Task prompt.
If a line in the data holds the string "street", list it.

Dataset content.
——————————

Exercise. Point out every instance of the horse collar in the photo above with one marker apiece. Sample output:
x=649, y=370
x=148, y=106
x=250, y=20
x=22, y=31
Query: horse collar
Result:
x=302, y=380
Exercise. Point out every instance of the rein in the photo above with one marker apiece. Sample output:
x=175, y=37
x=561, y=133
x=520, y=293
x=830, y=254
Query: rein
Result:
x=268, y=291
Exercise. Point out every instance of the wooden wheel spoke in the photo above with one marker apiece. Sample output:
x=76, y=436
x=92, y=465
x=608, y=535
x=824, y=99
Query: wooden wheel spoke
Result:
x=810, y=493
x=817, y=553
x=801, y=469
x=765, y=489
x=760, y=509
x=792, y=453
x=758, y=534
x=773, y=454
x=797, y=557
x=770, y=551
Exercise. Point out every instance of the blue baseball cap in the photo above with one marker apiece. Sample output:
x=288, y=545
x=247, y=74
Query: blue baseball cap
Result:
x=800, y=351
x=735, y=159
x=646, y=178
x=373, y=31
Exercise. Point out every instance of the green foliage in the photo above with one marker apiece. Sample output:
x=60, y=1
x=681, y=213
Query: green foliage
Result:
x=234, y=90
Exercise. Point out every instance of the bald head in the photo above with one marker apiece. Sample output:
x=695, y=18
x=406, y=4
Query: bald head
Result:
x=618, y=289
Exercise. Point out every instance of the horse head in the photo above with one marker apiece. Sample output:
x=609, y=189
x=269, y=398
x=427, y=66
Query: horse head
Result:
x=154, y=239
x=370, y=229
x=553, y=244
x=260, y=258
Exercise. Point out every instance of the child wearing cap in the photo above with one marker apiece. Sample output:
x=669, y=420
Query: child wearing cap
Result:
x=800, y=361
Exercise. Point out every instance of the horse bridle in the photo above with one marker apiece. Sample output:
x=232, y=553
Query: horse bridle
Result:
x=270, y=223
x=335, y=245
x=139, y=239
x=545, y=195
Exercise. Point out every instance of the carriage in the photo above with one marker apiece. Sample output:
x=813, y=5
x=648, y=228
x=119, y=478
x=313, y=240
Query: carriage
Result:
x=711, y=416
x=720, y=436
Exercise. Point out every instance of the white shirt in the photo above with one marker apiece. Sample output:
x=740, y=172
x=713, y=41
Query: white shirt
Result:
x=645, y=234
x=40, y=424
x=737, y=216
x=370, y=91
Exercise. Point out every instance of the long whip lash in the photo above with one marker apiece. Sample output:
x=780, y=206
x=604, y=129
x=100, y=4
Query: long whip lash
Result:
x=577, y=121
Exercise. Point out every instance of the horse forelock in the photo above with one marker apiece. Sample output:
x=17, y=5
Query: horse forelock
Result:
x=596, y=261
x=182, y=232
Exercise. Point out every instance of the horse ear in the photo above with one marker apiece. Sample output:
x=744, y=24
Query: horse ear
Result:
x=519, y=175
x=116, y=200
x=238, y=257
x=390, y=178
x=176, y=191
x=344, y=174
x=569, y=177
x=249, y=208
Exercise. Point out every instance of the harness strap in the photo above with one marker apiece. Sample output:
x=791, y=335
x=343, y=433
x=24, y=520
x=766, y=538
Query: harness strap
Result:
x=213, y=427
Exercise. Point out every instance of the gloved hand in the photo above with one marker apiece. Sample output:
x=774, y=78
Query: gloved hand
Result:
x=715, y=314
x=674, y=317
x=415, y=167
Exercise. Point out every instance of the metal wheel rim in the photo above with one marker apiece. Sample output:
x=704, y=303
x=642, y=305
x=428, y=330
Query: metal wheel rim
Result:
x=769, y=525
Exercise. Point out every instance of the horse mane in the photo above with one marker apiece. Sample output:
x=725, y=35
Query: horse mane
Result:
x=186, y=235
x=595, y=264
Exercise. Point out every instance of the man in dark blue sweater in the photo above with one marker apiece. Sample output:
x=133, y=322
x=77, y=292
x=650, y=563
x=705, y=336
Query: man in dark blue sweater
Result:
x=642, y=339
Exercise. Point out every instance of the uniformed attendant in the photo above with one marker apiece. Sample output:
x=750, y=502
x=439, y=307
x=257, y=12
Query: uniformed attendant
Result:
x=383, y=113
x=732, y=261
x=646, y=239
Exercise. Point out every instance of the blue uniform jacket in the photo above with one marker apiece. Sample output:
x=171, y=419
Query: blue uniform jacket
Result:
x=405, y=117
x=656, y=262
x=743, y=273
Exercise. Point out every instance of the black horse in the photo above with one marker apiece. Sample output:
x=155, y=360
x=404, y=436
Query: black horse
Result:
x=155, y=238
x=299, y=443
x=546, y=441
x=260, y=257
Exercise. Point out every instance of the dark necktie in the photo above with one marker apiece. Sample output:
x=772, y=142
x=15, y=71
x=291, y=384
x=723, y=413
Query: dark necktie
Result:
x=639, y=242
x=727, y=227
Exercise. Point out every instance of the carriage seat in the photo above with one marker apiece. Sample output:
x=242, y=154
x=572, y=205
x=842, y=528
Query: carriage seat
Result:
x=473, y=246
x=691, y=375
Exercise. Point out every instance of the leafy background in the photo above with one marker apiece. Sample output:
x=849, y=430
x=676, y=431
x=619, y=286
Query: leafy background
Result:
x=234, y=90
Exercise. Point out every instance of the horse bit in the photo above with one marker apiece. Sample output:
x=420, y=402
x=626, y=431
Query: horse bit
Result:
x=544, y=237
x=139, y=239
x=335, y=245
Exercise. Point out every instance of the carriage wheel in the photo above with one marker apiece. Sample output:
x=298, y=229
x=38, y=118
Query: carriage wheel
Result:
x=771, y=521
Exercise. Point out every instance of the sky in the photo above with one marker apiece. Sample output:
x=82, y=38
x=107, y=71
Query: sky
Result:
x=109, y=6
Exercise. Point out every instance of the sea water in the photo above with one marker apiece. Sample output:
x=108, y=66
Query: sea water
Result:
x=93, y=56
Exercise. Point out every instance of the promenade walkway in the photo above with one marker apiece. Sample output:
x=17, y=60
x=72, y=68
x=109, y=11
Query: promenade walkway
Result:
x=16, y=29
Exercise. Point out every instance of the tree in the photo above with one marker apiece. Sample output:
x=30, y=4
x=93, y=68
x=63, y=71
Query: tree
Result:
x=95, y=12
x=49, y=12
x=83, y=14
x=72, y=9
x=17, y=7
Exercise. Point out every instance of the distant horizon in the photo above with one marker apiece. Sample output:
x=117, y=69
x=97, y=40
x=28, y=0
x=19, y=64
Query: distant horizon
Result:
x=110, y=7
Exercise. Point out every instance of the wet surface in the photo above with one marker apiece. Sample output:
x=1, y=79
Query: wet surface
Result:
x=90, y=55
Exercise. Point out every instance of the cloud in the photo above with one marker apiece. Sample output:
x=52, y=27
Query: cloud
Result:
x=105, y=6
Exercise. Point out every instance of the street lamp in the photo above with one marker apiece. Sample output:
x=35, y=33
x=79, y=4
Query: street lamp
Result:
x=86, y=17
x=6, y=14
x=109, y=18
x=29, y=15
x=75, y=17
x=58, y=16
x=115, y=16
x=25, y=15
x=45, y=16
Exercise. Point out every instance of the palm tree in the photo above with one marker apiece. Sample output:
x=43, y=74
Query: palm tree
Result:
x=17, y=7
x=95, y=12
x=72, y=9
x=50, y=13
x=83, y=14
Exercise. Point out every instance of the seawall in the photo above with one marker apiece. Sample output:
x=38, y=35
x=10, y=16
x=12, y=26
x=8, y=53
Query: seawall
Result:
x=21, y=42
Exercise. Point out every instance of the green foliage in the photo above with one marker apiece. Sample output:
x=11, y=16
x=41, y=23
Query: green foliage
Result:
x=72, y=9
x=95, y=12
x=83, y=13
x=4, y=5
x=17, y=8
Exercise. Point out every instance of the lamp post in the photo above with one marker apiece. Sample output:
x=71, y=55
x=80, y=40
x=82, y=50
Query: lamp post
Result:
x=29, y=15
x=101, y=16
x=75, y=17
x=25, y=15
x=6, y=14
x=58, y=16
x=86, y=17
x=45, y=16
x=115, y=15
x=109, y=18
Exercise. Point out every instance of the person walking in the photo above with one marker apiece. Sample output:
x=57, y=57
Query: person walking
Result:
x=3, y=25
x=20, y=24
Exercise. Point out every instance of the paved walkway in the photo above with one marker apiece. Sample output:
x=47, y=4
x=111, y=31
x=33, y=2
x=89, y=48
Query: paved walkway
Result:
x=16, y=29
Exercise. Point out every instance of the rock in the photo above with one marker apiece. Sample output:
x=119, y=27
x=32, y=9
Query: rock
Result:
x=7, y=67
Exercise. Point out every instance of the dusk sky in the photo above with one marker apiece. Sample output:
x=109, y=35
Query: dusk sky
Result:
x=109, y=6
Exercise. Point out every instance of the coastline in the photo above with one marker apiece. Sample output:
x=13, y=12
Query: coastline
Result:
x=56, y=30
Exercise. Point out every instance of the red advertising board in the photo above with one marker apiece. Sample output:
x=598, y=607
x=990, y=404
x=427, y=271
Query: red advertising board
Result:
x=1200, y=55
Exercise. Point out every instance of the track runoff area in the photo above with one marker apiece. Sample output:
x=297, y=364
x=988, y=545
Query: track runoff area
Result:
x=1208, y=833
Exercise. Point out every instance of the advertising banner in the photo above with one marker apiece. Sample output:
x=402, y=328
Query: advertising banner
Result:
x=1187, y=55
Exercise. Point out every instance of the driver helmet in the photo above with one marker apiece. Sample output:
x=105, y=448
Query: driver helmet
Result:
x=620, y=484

——————————

Problem solution.
Exercise. Point out every instance of the street lamp in the photo above with one marker apiece. Sample output:
Query: street lamp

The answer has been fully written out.